> _Task requirements_
In the copy, keep every record exact and leave out all images.

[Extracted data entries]

#####

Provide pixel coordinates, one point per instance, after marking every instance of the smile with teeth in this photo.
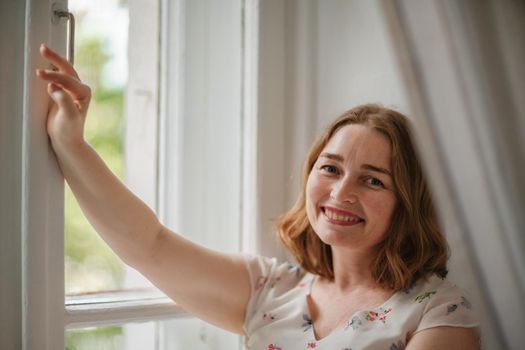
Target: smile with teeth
(338, 216)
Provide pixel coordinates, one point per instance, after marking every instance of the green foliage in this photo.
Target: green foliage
(103, 338)
(90, 263)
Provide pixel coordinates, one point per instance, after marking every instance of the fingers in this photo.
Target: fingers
(79, 92)
(58, 61)
(62, 98)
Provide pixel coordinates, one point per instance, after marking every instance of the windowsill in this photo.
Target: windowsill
(117, 307)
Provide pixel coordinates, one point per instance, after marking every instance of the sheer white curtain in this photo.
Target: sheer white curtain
(462, 63)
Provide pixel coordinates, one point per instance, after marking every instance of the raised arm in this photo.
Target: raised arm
(211, 285)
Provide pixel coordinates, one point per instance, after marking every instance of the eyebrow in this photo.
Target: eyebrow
(370, 167)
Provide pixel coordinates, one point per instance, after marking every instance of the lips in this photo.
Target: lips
(341, 217)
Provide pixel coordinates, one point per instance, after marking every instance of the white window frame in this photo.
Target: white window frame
(37, 297)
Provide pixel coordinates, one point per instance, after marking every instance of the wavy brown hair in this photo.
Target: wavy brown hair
(413, 247)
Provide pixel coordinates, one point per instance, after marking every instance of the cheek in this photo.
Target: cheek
(313, 195)
(384, 207)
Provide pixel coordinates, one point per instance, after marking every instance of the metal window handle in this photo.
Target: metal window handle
(71, 33)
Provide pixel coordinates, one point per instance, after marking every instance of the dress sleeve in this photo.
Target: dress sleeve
(269, 279)
(448, 307)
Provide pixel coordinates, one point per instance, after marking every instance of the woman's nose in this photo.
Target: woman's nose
(344, 191)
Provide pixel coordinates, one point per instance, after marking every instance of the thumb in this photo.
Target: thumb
(61, 98)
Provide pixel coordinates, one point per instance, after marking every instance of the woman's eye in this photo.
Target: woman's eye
(329, 169)
(374, 182)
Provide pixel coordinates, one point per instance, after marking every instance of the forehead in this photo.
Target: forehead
(362, 144)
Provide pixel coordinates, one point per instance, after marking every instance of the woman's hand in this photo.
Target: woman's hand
(67, 114)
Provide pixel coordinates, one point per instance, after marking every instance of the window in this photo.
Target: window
(251, 81)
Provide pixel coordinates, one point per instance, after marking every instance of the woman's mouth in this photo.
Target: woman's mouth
(341, 217)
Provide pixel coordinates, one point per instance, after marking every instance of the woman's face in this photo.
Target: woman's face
(350, 195)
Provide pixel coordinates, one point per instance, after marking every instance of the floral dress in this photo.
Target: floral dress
(278, 318)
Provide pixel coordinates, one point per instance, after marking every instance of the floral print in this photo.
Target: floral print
(278, 317)
(464, 303)
(274, 347)
(355, 322)
(427, 295)
(307, 324)
(380, 315)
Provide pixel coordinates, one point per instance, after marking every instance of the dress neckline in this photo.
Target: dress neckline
(307, 312)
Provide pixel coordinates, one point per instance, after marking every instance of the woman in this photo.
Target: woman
(371, 258)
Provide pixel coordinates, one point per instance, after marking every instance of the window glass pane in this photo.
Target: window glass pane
(176, 334)
(132, 336)
(101, 43)
(180, 334)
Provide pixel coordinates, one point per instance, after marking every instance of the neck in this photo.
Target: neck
(352, 270)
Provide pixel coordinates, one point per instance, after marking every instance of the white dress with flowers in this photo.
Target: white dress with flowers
(277, 316)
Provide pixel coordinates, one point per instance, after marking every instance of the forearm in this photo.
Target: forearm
(121, 218)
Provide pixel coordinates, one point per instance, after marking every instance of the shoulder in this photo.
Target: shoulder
(440, 303)
(443, 337)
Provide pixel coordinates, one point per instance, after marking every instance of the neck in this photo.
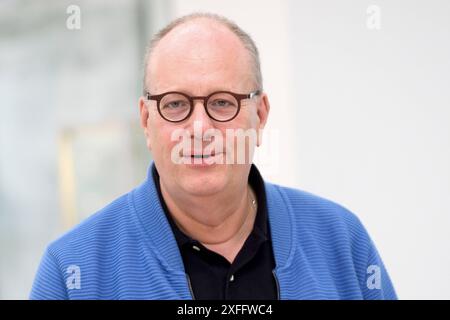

#####

> _Answer to the exercise_
Provide pixel coordinates, one point per instance, after marking every instance of the smile with teeth in this photo.
Target: smile with teeth
(338, 216)
Provide pixel coordinates, one point per instance, after marking every instance of the green foliage in this photo.
Target: green foliage
(103, 338)
(90, 263)
Provide pixel coordinates, one point per instance, after marking every instance of the fingers in this photo.
Target: fingers
(79, 92)
(58, 61)
(62, 98)
Provide pixel coordinates, one point per instance, after marking every instance of the windowsill in this photo.
Target: windowsill
(117, 307)
Provide pixel coordinates, one point per instance, after marking every instance of the sheer white curtain in this photo.
Target: sheer white curtain
(462, 63)
Provide pixel coordinates, one point per instance, after marking every instance of the raised arm in this photo.
Target: raised arm
(211, 285)
Provide pixel coordinates, one point per instance, after marking every instance of the eyebrow in this photo.
Target: eyebrow
(370, 167)
Provide pixel coordinates, one point per instance, after marking every instance of the lips in this photo.
Target: lips
(341, 217)
Provide pixel coordinates, one point per instance, after marking every instance of the white window frame in this photo.
Target: white window frame
(37, 297)
Provide pixel coordinates, one point per instance, after marking every instance of the wavy brown hair in this photo.
Target: wavy brown hair
(413, 247)
Provide pixel coordinates, one point per instance, after marking every instance of the cheek in this photo.
Target: cheek
(313, 195)
(384, 207)
Provide pixel coordinates, one point per instance, after marking every instance of the metal window handle in this photo.
Target: metal window handle
(71, 33)
Provide pixel coordinates, one point per instance, after marking every instance of the dress sleeve in this photo.
Target: dress sleeve
(269, 279)
(448, 307)
Provide pixel coordinates, one point per instance, after marking every instance of the woman's nose in this photo.
Target: woman's nose
(344, 191)
Provide pixel coordinates, one point per instance, after marking every instance of the thumb in this photo.
Target: thumb
(61, 98)
Provide pixel coordinates, one point per instance, after marking every instance of the woman's eye in this photo.
Target: woman's eye
(329, 169)
(374, 182)
Provide pixel coordinates, one point per instance, after marking every instance of the forehead in this photo.
Target: forehead
(362, 144)
Provide pixel coordinates, one point per instance, after marking every instance of the woman's hand in this photo.
Target: woman's hand
(67, 114)
Provide pixel coordinates, one point per instance, after marking every instance of the window in this photo.
Target: window
(251, 81)
Provide pixel coordinates, one point per instance, after marking every instance of the woman's mouth in this photo.
Target: woman's mouth
(341, 217)
Provide pixel coordinates, one point per instance, after marking every instance of the woman's face in this photo.
Target: woman's face
(350, 195)
Provide pixel coordinates, one point per instance, after marking every instance of the floral dress in this photo.
Target: floral dress
(278, 318)
Provide pixel coordinates, one point per instance, after marking every instance of the floral print in this photo.
Target: floral print
(278, 317)
(464, 303)
(274, 347)
(355, 322)
(427, 295)
(307, 324)
(380, 315)
Provide pixel coordinates, one point per instance, after marking every instance of the dress neckline in this photo.
Target: dress neckline
(307, 312)
Provide pixel coordinates, one point per instance, after marking every instance of the woman in this photo.
Target: woman
(371, 258)
Provide pixel coordinates, one point per instance, after marking every instance of the window glass pane in this photo.
Target: window glass pane
(176, 334)
(132, 336)
(101, 43)
(180, 334)
Provide pixel coordinates, one point per instance, after marking every instance of the neck in this photo.
Target: neck
(352, 270)
Provide pixel coordinates, one point per instance, after marking every instance of the white dress with flowers in this photo.
Target: white dress with flowers
(277, 316)
Provide pixel coordinates, one point per instance, after marking every instance of the forearm in this photo.
Target: forearm
(121, 218)
Provide pixel coordinates, one point per instance, after marking every instance of the shoulder in this photo.
Target: shoulder
(440, 303)
(443, 337)
Provide pixel coordinates, one point per instance, after marking every instance of the neck in this photo.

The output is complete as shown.